What the exercise asks:
Express the material from its first line through the line containing "[[516, 189], [53, 368]]" as a JSON list of strings, with one string for each line and any blank lines omitted.

Data listing:
┌────────
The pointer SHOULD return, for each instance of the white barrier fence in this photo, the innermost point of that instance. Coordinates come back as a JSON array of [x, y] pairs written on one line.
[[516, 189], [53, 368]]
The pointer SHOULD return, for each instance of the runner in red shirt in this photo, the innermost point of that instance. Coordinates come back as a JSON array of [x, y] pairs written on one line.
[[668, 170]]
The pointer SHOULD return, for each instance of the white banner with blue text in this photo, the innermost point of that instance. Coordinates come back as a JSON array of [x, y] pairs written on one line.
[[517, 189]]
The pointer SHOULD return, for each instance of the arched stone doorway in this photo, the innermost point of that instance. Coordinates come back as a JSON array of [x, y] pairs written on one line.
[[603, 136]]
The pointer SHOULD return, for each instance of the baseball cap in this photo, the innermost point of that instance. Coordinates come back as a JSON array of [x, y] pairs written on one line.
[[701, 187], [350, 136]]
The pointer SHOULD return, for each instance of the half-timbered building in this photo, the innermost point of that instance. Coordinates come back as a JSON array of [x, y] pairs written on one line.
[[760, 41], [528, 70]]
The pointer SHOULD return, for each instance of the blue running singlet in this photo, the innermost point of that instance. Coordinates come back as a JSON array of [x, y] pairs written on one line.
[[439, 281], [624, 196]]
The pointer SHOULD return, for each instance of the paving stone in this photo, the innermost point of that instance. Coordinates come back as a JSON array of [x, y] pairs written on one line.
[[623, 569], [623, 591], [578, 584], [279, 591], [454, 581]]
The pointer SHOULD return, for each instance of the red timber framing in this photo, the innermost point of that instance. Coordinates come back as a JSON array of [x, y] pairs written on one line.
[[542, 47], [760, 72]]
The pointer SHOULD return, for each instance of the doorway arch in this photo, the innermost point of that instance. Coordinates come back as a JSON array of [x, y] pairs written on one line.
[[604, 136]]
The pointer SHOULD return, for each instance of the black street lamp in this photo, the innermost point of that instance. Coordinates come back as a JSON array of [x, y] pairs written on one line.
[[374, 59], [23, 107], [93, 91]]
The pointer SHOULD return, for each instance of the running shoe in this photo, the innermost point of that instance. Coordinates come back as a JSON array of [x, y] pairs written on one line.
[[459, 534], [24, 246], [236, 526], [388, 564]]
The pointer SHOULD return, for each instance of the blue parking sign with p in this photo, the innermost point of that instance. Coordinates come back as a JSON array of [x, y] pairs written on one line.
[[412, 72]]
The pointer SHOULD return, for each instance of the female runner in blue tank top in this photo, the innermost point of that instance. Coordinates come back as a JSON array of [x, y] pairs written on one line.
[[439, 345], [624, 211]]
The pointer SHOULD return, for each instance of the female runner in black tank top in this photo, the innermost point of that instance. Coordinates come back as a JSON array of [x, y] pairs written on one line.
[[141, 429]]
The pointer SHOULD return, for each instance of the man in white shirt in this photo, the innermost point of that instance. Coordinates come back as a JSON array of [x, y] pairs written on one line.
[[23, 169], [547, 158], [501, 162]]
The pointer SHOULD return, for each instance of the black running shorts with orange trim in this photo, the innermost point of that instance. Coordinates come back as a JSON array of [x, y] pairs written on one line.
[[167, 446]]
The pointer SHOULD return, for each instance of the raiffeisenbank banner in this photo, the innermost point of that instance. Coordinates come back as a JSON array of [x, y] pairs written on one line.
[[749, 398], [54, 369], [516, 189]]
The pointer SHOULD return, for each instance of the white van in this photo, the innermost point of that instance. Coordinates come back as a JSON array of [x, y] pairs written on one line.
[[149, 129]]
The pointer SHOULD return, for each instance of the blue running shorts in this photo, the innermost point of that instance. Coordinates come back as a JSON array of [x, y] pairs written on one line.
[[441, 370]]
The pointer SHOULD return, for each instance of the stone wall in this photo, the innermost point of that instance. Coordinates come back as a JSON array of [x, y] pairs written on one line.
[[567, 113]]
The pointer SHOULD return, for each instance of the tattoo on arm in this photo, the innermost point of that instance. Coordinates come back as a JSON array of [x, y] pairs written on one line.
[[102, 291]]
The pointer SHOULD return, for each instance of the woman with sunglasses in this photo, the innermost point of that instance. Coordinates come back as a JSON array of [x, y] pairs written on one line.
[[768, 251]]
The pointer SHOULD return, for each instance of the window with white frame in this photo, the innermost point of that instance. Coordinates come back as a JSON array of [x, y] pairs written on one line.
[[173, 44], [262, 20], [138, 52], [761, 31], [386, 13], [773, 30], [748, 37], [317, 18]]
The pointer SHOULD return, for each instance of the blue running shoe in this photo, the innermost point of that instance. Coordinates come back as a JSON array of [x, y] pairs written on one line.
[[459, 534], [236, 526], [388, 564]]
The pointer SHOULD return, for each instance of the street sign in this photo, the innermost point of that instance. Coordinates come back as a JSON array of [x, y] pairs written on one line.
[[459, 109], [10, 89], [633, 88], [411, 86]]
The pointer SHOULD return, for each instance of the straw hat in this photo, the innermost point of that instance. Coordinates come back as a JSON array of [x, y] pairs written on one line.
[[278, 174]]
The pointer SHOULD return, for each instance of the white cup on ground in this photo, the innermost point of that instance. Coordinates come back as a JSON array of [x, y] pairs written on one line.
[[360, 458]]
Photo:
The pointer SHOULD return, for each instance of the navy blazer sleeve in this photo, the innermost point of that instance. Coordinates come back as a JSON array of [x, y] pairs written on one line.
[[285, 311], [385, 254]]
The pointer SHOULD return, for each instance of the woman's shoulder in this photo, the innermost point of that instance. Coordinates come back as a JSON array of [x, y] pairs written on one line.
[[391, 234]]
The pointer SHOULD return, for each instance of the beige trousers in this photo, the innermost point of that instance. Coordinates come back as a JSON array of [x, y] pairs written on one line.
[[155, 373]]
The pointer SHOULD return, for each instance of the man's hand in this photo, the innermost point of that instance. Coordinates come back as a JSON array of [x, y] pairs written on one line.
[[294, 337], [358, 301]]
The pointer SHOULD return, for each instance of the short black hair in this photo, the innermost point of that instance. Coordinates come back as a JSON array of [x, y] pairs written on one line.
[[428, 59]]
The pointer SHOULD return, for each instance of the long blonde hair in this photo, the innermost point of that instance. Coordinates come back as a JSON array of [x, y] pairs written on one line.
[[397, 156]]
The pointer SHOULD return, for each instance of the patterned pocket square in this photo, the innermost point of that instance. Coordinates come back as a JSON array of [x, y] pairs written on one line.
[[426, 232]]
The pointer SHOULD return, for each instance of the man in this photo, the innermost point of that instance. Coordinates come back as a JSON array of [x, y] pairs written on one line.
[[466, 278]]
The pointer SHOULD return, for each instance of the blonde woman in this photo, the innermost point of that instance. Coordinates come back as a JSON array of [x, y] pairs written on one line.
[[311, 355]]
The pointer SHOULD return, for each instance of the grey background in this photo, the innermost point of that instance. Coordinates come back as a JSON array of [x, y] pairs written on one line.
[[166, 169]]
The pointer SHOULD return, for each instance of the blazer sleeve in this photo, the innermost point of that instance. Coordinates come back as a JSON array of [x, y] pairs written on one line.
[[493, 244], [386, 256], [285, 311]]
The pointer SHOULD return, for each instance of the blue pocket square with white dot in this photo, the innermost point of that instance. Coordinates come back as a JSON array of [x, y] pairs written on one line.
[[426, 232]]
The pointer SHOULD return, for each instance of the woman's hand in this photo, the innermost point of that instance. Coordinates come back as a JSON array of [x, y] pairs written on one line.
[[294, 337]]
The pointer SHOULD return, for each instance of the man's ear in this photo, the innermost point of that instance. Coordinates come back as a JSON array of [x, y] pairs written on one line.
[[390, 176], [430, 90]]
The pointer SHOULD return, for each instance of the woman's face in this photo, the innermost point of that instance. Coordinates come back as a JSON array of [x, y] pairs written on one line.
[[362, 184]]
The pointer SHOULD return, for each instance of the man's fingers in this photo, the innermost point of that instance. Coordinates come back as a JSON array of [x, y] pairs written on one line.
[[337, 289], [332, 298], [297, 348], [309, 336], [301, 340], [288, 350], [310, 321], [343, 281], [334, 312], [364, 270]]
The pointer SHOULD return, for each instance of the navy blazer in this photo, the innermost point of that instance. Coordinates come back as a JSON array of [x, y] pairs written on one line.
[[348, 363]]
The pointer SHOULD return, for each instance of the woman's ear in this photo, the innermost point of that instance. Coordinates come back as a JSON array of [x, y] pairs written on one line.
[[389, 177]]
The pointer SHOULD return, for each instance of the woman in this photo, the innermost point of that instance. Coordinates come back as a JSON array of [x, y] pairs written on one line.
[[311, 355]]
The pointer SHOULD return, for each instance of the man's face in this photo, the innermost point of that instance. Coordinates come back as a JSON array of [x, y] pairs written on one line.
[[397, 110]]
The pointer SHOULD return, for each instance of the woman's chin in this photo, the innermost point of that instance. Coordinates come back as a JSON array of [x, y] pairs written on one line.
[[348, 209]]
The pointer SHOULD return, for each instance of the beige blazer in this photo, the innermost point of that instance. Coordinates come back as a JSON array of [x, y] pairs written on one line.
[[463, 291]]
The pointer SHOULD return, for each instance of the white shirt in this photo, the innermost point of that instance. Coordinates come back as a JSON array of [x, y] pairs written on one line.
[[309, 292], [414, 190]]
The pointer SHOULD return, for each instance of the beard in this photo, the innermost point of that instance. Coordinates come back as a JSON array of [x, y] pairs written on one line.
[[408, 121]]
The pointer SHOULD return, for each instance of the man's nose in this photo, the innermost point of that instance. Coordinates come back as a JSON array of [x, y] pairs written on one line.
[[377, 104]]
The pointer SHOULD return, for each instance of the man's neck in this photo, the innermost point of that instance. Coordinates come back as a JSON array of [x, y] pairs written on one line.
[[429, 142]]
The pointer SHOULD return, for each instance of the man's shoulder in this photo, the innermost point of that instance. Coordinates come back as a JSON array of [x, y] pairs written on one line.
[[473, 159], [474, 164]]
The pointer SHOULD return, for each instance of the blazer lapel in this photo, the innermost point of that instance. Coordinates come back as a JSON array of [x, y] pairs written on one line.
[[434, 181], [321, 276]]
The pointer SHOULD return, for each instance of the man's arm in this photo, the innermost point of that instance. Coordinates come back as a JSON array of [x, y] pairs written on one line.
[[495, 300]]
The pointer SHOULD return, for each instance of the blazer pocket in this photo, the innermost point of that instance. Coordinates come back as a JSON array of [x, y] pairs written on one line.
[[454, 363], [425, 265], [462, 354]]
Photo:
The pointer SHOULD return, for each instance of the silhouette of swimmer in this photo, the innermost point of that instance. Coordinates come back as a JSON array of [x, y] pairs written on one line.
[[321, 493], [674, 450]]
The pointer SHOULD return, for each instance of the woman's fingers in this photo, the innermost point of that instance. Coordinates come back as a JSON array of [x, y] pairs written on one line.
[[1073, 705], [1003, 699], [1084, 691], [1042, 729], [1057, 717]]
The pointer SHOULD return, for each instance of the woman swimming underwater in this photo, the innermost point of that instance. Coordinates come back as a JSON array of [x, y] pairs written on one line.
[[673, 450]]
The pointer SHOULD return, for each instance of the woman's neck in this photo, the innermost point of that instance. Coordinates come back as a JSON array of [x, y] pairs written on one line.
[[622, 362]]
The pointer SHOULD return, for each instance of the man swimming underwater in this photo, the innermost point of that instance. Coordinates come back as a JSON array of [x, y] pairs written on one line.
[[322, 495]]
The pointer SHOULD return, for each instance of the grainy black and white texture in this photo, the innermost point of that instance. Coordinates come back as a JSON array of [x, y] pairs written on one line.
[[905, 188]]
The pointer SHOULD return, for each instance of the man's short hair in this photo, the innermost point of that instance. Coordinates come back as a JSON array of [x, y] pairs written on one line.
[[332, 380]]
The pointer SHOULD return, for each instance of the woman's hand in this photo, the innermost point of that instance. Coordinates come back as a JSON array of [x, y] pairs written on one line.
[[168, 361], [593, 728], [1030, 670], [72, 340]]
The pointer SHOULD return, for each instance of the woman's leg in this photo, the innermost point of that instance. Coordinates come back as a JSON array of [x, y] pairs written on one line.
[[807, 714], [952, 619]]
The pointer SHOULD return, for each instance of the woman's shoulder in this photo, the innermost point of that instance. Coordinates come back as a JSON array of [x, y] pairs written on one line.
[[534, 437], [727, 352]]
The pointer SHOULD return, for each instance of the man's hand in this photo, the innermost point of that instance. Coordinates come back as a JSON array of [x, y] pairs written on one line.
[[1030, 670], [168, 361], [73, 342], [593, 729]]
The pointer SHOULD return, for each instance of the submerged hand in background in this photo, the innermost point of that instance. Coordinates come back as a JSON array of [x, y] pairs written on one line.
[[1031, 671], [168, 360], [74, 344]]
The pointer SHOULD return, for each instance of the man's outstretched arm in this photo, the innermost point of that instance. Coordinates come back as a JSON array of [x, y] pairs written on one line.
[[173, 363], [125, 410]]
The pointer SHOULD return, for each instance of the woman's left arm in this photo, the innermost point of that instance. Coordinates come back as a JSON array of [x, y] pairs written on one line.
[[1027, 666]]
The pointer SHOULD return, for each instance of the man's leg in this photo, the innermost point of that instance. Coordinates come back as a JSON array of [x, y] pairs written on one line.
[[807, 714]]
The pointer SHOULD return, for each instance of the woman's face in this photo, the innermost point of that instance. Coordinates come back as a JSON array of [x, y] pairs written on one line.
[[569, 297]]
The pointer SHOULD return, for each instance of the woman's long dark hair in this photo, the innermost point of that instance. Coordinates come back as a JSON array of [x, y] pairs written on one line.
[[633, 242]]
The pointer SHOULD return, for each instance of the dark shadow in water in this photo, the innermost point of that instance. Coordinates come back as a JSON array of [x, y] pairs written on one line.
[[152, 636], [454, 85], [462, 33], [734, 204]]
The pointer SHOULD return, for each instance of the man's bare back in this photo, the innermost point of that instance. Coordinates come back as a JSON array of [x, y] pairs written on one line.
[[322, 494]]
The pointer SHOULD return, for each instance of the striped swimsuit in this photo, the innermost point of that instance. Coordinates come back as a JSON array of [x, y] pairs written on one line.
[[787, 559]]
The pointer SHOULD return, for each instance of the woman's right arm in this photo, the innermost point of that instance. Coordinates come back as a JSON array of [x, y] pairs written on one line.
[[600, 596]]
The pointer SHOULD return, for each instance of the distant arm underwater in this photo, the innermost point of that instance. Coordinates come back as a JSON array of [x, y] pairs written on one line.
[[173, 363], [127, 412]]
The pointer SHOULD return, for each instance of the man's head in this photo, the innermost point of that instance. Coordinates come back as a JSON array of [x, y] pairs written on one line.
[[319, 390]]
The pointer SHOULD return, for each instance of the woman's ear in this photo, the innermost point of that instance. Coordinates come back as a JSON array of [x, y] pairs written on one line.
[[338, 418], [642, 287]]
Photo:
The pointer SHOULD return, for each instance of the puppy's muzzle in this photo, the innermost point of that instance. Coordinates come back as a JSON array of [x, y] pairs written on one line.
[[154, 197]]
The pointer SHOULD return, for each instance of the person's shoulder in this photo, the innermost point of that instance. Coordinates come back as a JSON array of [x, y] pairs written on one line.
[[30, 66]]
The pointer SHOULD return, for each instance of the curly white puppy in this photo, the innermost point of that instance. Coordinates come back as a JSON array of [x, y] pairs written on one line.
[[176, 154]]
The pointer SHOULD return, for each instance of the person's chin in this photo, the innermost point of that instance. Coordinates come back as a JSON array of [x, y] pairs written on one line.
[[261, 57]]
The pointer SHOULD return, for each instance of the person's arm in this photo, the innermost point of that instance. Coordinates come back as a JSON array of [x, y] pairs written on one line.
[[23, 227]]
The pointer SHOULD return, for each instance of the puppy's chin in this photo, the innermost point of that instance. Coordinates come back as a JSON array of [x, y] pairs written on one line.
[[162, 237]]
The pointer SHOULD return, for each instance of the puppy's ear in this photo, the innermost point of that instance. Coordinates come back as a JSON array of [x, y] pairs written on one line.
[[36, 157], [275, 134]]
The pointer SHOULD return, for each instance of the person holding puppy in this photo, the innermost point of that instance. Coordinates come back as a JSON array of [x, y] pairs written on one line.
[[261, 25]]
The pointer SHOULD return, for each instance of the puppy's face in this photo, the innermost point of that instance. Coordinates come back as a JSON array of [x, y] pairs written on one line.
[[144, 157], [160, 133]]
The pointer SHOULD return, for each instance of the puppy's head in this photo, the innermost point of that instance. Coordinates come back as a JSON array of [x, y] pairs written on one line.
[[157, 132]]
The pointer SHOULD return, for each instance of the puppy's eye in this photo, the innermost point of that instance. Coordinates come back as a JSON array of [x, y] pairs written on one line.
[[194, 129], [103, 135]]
└────────
Complete response:
[
  "The pointer SHOULD return, for each instance of the white barrier fence in this photo, the innermost point of that instance. Coordinates come back as a JSON array of [x, y] pairs written on one line.",
  "[[516, 189], [53, 368]]"
]